→ SUPPLIED RECORDS:

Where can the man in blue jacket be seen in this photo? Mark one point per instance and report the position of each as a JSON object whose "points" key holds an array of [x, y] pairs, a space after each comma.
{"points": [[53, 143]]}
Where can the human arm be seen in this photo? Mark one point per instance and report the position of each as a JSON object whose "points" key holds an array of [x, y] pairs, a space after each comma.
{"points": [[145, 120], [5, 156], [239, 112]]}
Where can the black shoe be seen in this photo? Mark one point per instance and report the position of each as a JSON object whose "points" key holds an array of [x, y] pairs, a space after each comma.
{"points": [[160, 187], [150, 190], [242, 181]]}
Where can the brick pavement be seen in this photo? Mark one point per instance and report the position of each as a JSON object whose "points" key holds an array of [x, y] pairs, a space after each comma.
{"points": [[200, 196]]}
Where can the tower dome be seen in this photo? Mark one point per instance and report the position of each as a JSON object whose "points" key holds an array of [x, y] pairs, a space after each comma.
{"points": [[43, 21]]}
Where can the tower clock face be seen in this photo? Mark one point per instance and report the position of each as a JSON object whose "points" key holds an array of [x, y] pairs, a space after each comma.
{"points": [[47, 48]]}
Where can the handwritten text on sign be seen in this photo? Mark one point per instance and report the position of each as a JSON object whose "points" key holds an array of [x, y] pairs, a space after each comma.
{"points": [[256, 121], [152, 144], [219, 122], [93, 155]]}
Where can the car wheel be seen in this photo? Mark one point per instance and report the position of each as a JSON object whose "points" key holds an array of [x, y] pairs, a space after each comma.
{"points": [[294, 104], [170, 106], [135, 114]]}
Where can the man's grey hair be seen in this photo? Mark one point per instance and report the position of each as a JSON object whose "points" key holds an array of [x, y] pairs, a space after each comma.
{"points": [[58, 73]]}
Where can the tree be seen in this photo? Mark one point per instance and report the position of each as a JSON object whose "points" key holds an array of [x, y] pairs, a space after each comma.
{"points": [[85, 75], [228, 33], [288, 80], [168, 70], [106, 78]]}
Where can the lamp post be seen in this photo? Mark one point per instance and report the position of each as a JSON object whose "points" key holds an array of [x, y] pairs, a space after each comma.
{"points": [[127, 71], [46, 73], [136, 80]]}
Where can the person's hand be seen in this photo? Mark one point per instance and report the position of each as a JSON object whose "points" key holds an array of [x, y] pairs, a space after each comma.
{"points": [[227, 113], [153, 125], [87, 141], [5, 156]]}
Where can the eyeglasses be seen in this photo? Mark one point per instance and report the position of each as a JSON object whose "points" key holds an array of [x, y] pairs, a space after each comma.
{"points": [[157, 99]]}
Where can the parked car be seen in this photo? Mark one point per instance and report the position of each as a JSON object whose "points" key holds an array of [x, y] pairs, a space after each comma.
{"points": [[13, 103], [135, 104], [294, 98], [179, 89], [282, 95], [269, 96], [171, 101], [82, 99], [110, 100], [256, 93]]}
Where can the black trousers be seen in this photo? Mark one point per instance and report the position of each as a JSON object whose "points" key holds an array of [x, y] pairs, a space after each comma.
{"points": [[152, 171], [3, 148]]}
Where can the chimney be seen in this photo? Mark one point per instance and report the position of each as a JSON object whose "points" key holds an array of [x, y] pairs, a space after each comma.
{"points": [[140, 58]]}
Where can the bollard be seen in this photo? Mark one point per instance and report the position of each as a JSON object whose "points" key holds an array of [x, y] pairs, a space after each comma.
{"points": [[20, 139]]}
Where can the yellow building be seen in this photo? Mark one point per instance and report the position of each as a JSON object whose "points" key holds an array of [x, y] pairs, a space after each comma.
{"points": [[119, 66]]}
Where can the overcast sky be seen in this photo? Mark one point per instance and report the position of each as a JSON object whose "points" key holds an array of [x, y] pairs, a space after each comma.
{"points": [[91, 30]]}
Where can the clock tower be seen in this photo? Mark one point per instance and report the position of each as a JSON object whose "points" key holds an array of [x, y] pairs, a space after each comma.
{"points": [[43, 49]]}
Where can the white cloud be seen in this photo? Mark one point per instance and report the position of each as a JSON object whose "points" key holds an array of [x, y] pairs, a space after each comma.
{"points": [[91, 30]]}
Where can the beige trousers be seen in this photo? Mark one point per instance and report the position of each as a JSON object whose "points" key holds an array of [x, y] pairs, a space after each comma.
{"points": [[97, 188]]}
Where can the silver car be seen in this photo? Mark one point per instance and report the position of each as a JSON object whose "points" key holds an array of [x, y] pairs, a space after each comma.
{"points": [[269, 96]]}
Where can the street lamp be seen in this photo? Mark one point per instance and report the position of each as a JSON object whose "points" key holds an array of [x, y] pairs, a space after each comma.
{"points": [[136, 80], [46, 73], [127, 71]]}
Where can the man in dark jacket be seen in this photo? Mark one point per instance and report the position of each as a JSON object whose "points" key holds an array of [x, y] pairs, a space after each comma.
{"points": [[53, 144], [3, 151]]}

→ WHAT IS BEING ASKED:
Return the entries in full, keeping every line exactly as it is.

→ RESULT:
Where can the man in blue jacket be seen in this photo? Mark one point per instance and report the position of each as a JSON object whose "points" key holds an array of [x, y] pairs, a space after each comma.
{"points": [[53, 143]]}
Where can the human arm be seen in this photo? Mark one point per instance and report the position of each as a JSON object whose "points" key holds an array of [x, y] pairs, a space after each comma.
{"points": [[145, 120], [5, 156], [239, 112]]}
Where can the black shoe be seen in this photo? Mark one point per instance and report the position of each as a JSON object whose "points" key holds an array of [x, y] pairs, a space after each comma.
{"points": [[160, 187], [150, 190], [242, 181]]}
Where can the brick pavement be seen in this photo? Mark one point per instance and report the position of each as a JSON object whose "points" key holds an array of [x, y] pairs, a space after each comma.
{"points": [[200, 196]]}
Where can the tower dome be seen in this photo? Mark one point per instance and report the position of each as a JSON object whose "points" key holds an array of [x, y] pairs, a space after each comma.
{"points": [[43, 21]]}
Where can the tower clock face be seen in this photo? Mark one point per instance and report the position of each as a JSON object whose "points" key holds an array of [x, y] pairs, a space after each comma.
{"points": [[47, 48]]}
Where can the handwritten text on sign be seen in this photo? Mark one point per instance and report the position of each as a JSON object whose "points" key holds an array of [x, y] pairs, a space after each comma.
{"points": [[256, 121], [152, 144], [219, 122], [93, 155]]}
Where can the car wheel be seen in this photo? Mark one point per instance and report the position of each as a JSON object whose "points" key holds an array of [x, y] pairs, a space after each comma.
{"points": [[294, 104], [170, 106], [135, 114]]}
Where can the man's grey hair be seen in this photo? Mark one point per instance and report the position of each as a JSON object whose "points" key holds an array of [x, y] pairs, a space after each comma.
{"points": [[58, 73]]}
Where can the tree be seen in this photo? Mark one point per instance and report the position of each as a JSON object whose "points" key holds an array of [x, y] pairs, a space after each comma.
{"points": [[85, 75], [228, 33], [288, 80], [168, 70], [106, 78]]}
Where can the lamp post be seen in this photo? Mark one point per instance and report the position of each as a JSON object whose "points" key holds an array of [x, y] pairs, a space after each comma.
{"points": [[127, 71], [46, 73], [136, 80]]}
Where can the person's hand be seen in this photo? Mark one point per instance and report the position of each as a JSON object whose "points" key holds an array of [x, y] pairs, a space after each comma.
{"points": [[227, 113], [153, 125], [87, 141], [5, 156]]}
Where can the eyeglasses be seen in this photo? Mark one point per instance and report the position of each as a JSON object whose "points" key holds an array of [x, y] pairs, a space after each comma.
{"points": [[157, 99]]}
Where can the parked car be seen in this photo? Mark one point per instance and report the position of each as a JSON object whose "points" key holds an array of [x, y] pairs, a space after each comma.
{"points": [[13, 103], [135, 104], [294, 98], [179, 89], [282, 95], [269, 96], [171, 101], [82, 99], [110, 100], [256, 93]]}
Where can the black trousers be seen in this photo? Mark one point per instance and report the position of each as a JSON object whose "points" key holds an array of [x, y] pairs, a space after each comma.
{"points": [[152, 171], [3, 148]]}
Where can the chimney be seen in this photo? Mark one point per instance and report the position of each as a JSON object whose "points" key holds an array of [x, y] pairs, a space after each comma.
{"points": [[140, 58]]}
Where can the bollard be seen in this photo? Mark one point per instance and report the position of each as a JSON object whose "points" key holds an array of [x, y] pairs, a space after each comma.
{"points": [[20, 139]]}
Where can the yellow building be seen in this photo? Mark one point per instance and report the position of each as a JSON object whose "points" key holds an array of [x, y] pairs, a space after each comma.
{"points": [[119, 66]]}
Where can the overcast sky be seen in this photo? Mark one point per instance and report the position of each as a JSON object whose "points" key holds an array of [x, y] pairs, a space after each comma.
{"points": [[91, 30]]}
Where can the clock tower be seen in this photo? Mark one point per instance and report the position of each as a JSON object whose "points" key holds an array of [x, y] pairs, a space after each comma.
{"points": [[43, 49]]}
Where can the white cloud be seen in this photo? Mark one point per instance and report the position of each as a JSON object whose "points" key holds an array of [x, y] pairs, a space after each comma.
{"points": [[91, 30]]}
Where can the beige trousers be seen in this photo? Mark one point per instance and report the position of each as a JSON object whose "points" key holds an array of [x, y] pairs, a space after each comma.
{"points": [[97, 188]]}
Where can the silver car be seen in this photo? Mark one point per instance and report the position of each as a JSON object whose "points" key holds an array of [x, y] pairs, a space after each comma.
{"points": [[269, 96]]}
Where can the street lamp be seen in this photo? Mark one point per instance and report the position of each as a JSON object whose "points" key holds an array of [x, y] pairs, a space after each comma.
{"points": [[136, 80], [46, 73], [127, 71]]}
Where can the man in dark jacket be seen in this photo? Mark one point per instance and report the position of each as a JSON object whose "points" key holds an array of [x, y] pairs, a space after each comma.
{"points": [[53, 144], [3, 151]]}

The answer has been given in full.